**TASK TO COMPLETE**
Rewrite the lines below, replacing every occurrence of "nose" with "mouth" and keeping everything else unchanged. Omit the picture from your answer.

**MATERIAL SHOWN**

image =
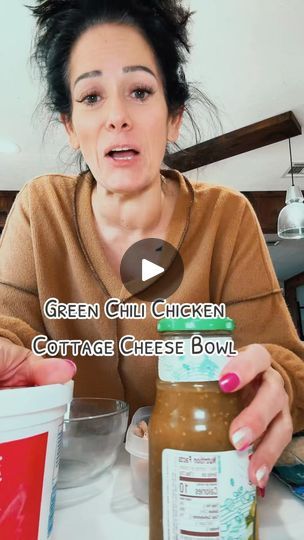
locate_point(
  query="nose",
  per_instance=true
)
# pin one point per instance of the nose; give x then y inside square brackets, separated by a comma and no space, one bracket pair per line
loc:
[118,118]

**TASK ANSWER**
image =
locate_point(
  query="mouth",
  per_instance=true
)
# pin one point per instance of the mouth; give x then y inside square brackets, separated by a comma and no space, one bracket pair per line
loc:
[118,118]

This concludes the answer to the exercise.